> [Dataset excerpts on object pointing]
(begin)

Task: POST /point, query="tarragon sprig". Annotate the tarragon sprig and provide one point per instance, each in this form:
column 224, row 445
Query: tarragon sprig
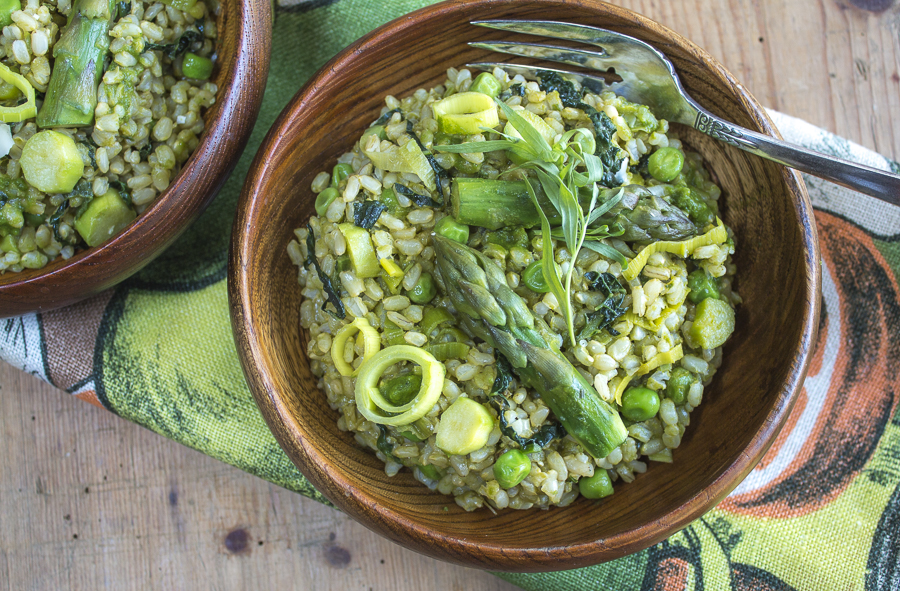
column 564, row 170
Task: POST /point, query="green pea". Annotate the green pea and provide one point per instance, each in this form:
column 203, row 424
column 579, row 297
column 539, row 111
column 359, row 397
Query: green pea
column 466, row 167
column 690, row 203
column 679, row 384
column 485, row 83
column 702, row 286
column 196, row 66
column 511, row 468
column 324, row 200
column 401, row 389
column 665, row 164
column 424, row 290
column 713, row 323
column 340, row 173
column 597, row 486
column 639, row 404
column 450, row 228
column 533, row 278
column 374, row 130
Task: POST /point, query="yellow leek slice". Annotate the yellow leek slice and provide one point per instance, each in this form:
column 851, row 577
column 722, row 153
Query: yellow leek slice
column 670, row 356
column 26, row 110
column 466, row 113
column 371, row 344
column 683, row 248
column 391, row 268
column 375, row 407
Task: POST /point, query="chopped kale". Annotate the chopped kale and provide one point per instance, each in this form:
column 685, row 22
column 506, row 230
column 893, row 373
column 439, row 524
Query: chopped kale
column 604, row 128
column 504, row 375
column 56, row 218
column 570, row 97
column 611, row 308
column 607, row 150
column 509, row 237
column 386, row 117
column 606, row 283
column 122, row 188
column 173, row 50
column 420, row 200
column 439, row 171
column 367, row 213
column 327, row 285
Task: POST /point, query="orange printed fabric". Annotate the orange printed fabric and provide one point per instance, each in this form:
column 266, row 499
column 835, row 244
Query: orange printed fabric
column 821, row 511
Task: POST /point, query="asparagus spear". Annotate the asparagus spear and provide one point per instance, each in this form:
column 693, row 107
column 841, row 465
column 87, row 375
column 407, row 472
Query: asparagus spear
column 492, row 311
column 645, row 217
column 79, row 55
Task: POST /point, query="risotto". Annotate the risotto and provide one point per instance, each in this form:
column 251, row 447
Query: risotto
column 100, row 106
column 516, row 289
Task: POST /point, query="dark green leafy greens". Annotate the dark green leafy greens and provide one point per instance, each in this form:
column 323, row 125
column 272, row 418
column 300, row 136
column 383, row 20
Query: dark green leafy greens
column 367, row 213
column 173, row 50
column 544, row 435
column 604, row 128
column 611, row 308
column 386, row 117
column 439, row 171
column 420, row 200
column 327, row 285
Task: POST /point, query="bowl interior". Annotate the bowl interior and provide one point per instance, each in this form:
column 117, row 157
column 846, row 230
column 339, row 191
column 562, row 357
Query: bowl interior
column 242, row 48
column 743, row 409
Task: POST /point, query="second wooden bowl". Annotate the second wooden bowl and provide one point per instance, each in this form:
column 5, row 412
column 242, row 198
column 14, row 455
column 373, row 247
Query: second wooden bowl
column 743, row 408
column 245, row 31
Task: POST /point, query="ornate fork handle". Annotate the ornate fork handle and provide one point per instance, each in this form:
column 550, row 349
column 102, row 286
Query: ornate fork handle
column 865, row 179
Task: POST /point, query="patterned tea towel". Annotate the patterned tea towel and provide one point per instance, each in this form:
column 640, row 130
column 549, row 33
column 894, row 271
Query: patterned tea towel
column 821, row 511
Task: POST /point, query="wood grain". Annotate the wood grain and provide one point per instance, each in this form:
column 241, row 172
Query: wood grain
column 745, row 406
column 798, row 56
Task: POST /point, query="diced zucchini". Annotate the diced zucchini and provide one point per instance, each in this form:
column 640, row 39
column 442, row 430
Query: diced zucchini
column 51, row 162
column 466, row 113
column 104, row 217
column 464, row 427
column 713, row 323
column 362, row 254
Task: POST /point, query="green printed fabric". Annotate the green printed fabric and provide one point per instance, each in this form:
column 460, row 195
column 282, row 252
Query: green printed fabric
column 821, row 511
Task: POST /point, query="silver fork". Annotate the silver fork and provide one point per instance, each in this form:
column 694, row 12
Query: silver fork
column 648, row 77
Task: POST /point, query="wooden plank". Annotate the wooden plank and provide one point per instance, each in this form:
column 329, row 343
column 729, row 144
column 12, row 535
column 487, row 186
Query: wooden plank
column 149, row 513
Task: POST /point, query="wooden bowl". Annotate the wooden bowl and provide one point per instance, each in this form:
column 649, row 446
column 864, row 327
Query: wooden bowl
column 744, row 408
column 245, row 33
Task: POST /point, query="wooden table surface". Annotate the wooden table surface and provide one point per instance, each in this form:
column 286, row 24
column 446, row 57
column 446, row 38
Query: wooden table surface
column 90, row 501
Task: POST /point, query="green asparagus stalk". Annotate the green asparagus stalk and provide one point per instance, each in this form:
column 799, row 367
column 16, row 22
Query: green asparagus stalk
column 645, row 217
column 79, row 55
column 492, row 311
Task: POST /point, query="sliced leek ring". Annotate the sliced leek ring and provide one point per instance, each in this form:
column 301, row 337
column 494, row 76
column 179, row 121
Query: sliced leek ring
column 26, row 110
column 371, row 344
column 683, row 248
column 372, row 404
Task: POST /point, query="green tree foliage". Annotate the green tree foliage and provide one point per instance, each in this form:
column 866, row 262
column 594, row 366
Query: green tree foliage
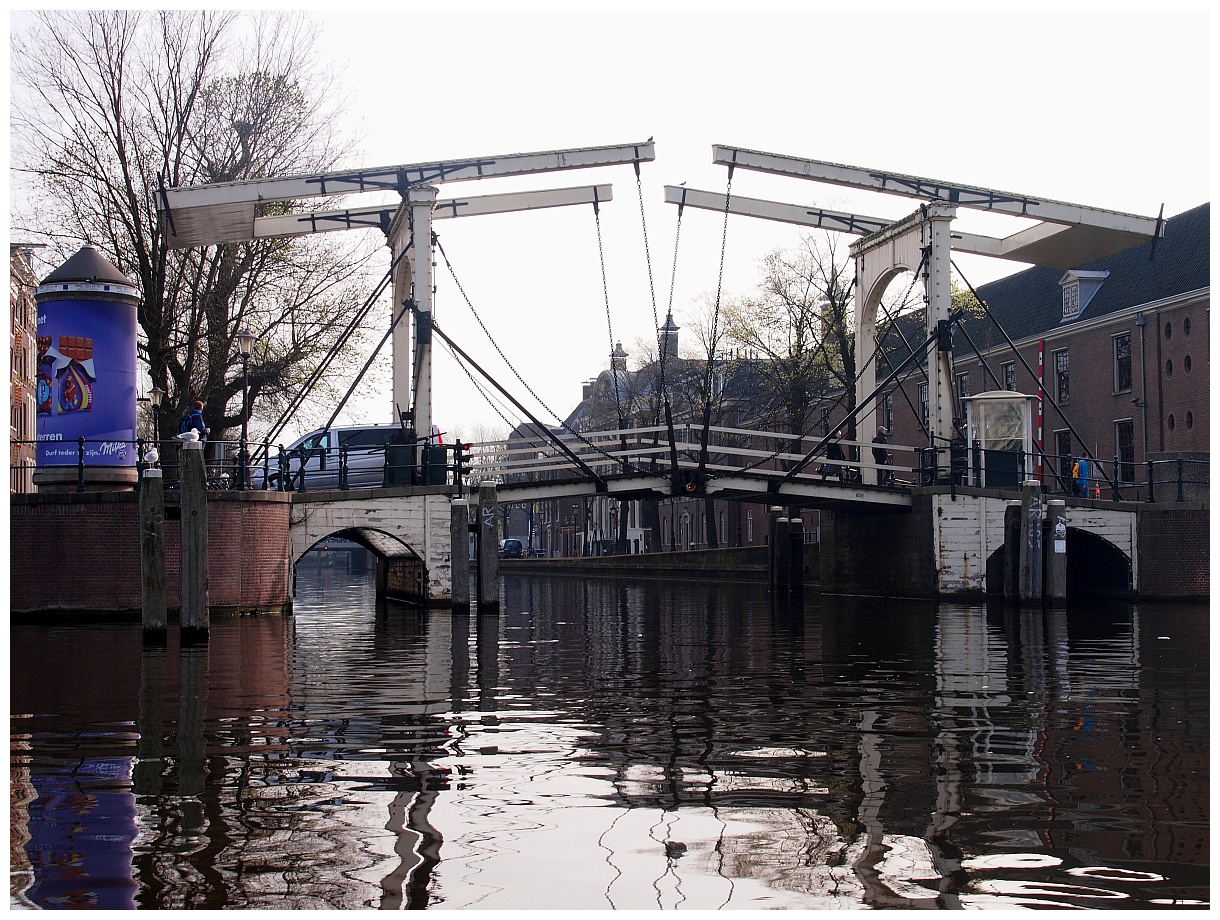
column 110, row 106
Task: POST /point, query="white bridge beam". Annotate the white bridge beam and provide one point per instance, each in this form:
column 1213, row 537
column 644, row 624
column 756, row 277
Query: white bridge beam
column 381, row 217
column 226, row 212
column 1080, row 236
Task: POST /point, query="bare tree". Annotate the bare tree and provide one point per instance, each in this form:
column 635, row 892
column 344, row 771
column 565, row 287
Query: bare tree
column 110, row 106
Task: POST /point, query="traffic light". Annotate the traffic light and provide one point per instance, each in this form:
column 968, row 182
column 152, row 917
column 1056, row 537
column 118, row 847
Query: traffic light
column 461, row 460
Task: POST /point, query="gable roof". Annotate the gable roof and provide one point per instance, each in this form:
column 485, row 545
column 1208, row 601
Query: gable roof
column 1030, row 303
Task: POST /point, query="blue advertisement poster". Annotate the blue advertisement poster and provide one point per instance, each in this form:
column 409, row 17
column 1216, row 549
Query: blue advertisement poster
column 86, row 381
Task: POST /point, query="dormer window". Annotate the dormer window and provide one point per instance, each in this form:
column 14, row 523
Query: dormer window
column 1071, row 300
column 1079, row 289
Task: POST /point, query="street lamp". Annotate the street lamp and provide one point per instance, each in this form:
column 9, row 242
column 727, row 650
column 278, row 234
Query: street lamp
column 244, row 343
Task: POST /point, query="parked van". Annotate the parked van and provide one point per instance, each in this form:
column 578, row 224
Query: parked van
column 320, row 453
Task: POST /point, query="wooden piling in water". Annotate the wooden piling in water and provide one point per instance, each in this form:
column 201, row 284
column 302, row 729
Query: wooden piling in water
column 1031, row 541
column 488, row 580
column 153, row 604
column 1057, row 553
column 194, row 619
column 459, row 554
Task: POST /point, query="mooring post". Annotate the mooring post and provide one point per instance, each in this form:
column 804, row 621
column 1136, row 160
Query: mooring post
column 194, row 543
column 796, row 555
column 774, row 546
column 488, row 547
column 1031, row 541
column 459, row 553
column 1011, row 549
column 153, row 553
column 1057, row 557
column 782, row 554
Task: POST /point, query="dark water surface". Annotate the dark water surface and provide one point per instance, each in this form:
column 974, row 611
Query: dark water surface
column 606, row 744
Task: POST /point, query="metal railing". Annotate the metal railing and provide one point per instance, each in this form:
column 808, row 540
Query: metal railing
column 228, row 466
column 733, row 450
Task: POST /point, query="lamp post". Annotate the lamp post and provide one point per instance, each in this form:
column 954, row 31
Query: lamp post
column 244, row 343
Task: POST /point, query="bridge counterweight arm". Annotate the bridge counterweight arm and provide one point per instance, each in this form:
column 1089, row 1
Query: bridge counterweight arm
column 204, row 215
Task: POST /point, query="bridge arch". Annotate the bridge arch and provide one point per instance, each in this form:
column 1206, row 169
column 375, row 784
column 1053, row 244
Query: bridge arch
column 1096, row 567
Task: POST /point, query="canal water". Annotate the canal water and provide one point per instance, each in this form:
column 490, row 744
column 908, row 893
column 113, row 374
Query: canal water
column 615, row 744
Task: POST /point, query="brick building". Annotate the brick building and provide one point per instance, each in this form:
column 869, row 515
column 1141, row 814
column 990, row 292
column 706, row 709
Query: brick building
column 1123, row 345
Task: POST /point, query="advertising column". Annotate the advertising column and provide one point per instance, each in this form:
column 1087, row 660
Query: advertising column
column 86, row 375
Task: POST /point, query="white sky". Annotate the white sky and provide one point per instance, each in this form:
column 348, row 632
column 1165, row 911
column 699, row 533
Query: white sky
column 1097, row 107
column 1109, row 110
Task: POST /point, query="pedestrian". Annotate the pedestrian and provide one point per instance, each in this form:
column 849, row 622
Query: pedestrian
column 835, row 452
column 1080, row 477
column 881, row 456
column 195, row 421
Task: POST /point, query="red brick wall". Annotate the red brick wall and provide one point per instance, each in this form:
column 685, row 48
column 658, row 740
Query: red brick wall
column 81, row 552
column 1184, row 570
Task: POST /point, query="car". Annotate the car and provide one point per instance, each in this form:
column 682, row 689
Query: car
column 321, row 452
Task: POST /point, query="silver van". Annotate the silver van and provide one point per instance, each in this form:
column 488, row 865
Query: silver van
column 320, row 454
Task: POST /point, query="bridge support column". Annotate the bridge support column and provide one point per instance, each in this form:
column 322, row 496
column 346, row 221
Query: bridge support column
column 1057, row 554
column 1011, row 549
column 1031, row 541
column 459, row 554
column 488, row 580
column 194, row 621
column 153, row 553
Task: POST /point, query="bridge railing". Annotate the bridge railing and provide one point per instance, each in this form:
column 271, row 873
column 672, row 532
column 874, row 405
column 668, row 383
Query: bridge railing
column 730, row 450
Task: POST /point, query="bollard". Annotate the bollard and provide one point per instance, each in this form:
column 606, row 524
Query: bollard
column 459, row 554
column 1011, row 548
column 796, row 557
column 488, row 580
column 782, row 554
column 1057, row 553
column 193, row 616
column 1031, row 542
column 153, row 552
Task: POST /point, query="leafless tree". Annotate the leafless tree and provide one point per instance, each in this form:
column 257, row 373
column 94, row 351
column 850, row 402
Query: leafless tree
column 110, row 106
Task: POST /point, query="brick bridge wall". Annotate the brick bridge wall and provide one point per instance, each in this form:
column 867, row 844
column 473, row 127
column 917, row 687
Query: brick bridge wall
column 81, row 552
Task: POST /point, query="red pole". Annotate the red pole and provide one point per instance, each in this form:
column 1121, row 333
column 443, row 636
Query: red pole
column 1042, row 344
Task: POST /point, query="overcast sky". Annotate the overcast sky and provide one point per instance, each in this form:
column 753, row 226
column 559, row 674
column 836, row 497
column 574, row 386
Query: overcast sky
column 1103, row 109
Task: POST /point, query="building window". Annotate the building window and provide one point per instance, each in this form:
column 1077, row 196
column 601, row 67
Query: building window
column 1123, row 362
column 1071, row 299
column 1125, row 449
column 1062, row 382
column 963, row 392
column 1063, row 456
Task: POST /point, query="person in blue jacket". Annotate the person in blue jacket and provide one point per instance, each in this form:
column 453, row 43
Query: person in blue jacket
column 1080, row 477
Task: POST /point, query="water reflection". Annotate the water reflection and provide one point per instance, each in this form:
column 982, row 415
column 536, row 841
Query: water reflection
column 611, row 744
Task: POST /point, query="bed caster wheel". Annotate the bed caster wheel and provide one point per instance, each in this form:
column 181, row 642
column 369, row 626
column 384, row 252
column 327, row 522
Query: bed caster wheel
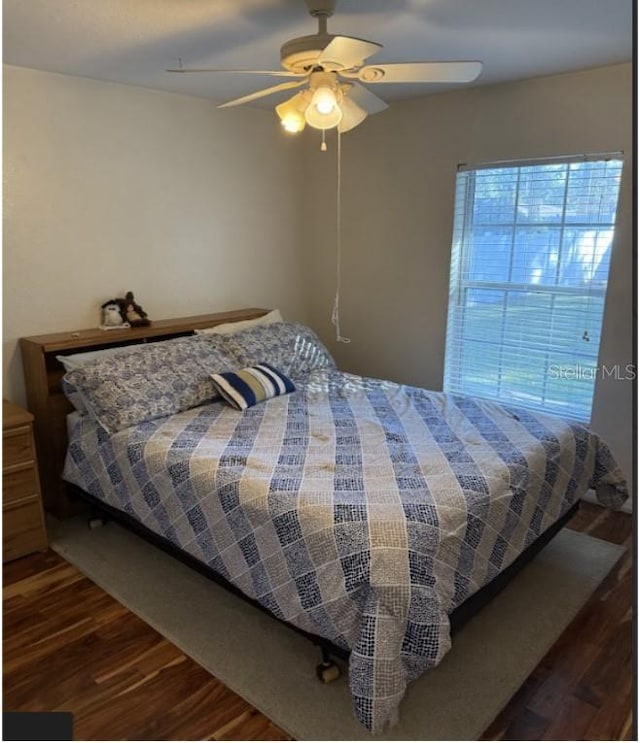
column 328, row 672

(end)

> [PROBLEM TO SOLVE] Turn everything in the records from the line containing "Annotate the orange" down to the line containing "column 743, row 409", with both of those lines included, into a numbered list, leaving out any blank lines.

> [RESPONSE TO THIS TASK]
1. Task: POST /point, query="orange printed fabric". Annotate the orange printed fabric and provide one point per instance, each in this form:
2. column 266, row 499
3. column 835, row 244
4. Query: orange printed fabric
5. column 821, row 511
6. Task: POST /point, query="asparagus spear". Annotate the asparagus spear and provide one point per instance, each in this form:
7. column 693, row 107
8. column 841, row 465
9. column 87, row 375
10. column 407, row 472
11. Query: asparagus spear
12. column 492, row 311
13. column 645, row 217
14. column 79, row 55
15. Task: POST /point, query="risotto". Annotate the risotto and provide one point per instance, each in this form:
16. column 251, row 447
17. Query: risotto
18. column 100, row 106
19. column 516, row 289
20. Task: POST /point, query="dark green leafy greens". Annotate the dark green leafy greens and provide one point per instance, each in this form:
21. column 323, row 125
22. column 272, row 418
23. column 300, row 136
24. column 383, row 20
25. Query: dark green leafy greens
26. column 367, row 213
27. column 173, row 50
28. column 544, row 435
29. column 604, row 128
30. column 611, row 308
31. column 386, row 117
32. column 439, row 171
33. column 420, row 200
34. column 327, row 285
35. Task: POST /point, query="bowl interior". Annotate the bowl interior and provide one point per instance, each in this form:
36. column 117, row 157
37. column 846, row 230
38. column 339, row 191
39. column 562, row 357
40. Query: bowl interior
41. column 242, row 48
42. column 743, row 409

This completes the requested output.